- _Exercise goal_
Repeat precisely, and only, the lines between the line containing "of the blue-grey" and the end of the listing below, both ends included.
··· Exercise inputs ···
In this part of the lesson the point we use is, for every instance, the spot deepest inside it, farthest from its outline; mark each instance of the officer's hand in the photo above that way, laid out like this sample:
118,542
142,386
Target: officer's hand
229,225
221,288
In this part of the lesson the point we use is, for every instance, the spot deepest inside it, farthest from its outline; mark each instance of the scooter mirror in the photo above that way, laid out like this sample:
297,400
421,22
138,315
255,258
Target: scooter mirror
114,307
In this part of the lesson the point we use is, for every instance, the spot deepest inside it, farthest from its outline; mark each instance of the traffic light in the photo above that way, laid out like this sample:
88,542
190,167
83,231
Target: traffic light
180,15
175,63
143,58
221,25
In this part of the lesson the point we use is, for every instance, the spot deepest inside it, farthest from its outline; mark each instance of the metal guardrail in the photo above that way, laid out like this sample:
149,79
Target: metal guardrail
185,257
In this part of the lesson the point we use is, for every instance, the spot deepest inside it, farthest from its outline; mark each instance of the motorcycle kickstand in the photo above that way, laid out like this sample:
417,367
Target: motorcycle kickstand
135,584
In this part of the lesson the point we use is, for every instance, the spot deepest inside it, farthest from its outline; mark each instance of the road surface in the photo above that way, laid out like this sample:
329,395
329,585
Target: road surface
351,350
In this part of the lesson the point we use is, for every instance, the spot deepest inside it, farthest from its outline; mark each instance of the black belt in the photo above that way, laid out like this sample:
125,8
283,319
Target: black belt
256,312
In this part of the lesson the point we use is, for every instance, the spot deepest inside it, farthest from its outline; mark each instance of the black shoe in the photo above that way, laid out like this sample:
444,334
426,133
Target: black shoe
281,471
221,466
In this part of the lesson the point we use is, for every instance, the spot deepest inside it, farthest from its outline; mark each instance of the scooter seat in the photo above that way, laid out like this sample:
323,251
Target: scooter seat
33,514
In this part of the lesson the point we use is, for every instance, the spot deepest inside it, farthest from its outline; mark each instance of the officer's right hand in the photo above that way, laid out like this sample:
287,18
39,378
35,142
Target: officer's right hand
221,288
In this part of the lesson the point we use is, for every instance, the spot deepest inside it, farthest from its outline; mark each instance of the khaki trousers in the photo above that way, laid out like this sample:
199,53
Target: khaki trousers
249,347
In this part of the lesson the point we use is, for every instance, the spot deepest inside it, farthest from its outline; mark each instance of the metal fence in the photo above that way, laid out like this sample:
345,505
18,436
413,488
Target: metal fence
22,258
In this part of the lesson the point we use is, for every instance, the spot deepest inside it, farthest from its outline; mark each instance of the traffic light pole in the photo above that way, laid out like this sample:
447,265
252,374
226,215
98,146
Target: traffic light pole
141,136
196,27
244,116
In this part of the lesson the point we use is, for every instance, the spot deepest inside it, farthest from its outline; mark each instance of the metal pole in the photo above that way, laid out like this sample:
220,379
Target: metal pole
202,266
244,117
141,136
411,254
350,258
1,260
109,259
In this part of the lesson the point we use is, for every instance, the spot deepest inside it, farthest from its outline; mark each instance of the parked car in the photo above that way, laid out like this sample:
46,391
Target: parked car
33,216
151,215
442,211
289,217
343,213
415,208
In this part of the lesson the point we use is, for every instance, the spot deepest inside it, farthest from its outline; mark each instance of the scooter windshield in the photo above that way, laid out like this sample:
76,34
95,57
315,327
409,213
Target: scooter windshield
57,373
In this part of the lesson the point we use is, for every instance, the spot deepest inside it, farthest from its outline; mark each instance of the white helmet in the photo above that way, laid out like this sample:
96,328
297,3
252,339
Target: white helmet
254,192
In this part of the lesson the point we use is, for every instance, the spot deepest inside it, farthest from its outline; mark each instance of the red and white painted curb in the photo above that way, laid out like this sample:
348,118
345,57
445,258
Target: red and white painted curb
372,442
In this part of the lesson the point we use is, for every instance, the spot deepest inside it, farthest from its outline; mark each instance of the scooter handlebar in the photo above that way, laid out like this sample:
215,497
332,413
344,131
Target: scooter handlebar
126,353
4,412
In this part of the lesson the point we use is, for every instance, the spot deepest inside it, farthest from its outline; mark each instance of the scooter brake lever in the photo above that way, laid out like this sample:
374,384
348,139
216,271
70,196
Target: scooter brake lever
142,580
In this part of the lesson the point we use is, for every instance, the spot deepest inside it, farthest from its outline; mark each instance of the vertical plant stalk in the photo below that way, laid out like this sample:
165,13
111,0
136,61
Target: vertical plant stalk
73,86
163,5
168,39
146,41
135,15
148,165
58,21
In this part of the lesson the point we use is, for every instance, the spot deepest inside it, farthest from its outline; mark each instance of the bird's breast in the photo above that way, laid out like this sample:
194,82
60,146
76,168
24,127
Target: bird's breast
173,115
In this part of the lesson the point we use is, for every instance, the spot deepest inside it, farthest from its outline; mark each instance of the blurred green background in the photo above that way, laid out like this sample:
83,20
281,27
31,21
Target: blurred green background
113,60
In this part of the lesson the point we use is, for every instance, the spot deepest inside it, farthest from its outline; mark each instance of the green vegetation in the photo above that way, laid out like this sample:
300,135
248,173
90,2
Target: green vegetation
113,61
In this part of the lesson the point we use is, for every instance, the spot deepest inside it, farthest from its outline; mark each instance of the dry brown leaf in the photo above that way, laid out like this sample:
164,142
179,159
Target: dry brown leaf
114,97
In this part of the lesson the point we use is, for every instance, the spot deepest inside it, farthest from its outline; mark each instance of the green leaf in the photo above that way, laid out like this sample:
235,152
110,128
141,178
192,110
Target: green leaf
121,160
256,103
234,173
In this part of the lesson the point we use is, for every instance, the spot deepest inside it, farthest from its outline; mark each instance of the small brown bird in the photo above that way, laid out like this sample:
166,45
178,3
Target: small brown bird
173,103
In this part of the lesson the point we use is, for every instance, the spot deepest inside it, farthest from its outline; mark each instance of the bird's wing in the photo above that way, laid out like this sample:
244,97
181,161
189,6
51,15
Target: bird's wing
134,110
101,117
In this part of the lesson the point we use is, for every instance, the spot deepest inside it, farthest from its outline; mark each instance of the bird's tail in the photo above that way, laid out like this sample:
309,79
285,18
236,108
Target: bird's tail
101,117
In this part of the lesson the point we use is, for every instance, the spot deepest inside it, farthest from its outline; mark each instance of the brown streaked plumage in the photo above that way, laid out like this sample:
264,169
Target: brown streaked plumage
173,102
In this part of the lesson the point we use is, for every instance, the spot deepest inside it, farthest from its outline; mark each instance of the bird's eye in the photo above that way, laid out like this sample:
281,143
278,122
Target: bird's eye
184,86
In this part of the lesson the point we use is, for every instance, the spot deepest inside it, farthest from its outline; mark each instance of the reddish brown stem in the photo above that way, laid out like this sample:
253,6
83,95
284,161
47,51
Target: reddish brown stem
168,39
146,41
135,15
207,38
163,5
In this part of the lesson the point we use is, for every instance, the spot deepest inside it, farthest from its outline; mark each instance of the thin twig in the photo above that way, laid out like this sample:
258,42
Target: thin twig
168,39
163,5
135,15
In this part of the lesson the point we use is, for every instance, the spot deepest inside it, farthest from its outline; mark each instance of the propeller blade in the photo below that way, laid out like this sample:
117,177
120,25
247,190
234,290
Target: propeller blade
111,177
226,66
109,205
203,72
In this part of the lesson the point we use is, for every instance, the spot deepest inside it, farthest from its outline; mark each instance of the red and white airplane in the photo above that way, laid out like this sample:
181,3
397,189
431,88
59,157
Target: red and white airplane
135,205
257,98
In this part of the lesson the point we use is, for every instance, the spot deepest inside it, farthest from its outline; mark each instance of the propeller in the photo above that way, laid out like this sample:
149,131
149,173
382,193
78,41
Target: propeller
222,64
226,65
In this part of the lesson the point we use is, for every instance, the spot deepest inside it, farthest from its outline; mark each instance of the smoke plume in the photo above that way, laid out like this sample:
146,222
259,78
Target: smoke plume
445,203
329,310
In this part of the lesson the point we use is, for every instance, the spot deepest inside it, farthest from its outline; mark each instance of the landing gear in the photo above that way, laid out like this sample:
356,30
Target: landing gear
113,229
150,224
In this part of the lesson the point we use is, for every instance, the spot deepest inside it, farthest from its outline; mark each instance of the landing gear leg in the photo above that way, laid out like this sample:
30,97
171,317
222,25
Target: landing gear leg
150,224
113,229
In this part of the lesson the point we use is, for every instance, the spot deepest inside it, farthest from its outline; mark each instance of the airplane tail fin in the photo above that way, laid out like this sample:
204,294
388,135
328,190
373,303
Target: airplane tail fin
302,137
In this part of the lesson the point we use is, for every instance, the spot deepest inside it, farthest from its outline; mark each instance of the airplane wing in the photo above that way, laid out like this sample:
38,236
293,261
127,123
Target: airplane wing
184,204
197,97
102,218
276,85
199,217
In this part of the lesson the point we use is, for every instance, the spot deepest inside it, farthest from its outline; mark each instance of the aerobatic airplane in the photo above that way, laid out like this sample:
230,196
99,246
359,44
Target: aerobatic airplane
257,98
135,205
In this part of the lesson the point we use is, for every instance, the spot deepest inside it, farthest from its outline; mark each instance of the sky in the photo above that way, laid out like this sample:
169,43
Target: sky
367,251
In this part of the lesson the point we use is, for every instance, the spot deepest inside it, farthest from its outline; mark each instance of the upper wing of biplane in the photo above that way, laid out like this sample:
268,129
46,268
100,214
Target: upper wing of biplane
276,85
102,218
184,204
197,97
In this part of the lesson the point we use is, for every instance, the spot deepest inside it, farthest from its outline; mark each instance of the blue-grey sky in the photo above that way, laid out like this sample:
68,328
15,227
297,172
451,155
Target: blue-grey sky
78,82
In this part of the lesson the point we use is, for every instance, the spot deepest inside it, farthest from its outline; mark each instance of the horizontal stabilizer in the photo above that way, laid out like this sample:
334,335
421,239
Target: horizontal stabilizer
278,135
···
- _Finished answer_
In this part of the lesson the point we use is, for every instance, the spot deepest inside it, farthest from its outline; mark each instance of the blue-grey sky in the photo above that way, laid out like this sample:
68,328
15,227
297,172
451,155
Target: blue-grey sky
78,82
In this part of the lesson the point we use is, for every instance, the spot deepest inside it, farthest from its outline; mark each instance of the horizontal stabilizer in the photo above that way, laid out like this sample:
334,335
421,239
Target: horizontal stabilizer
278,135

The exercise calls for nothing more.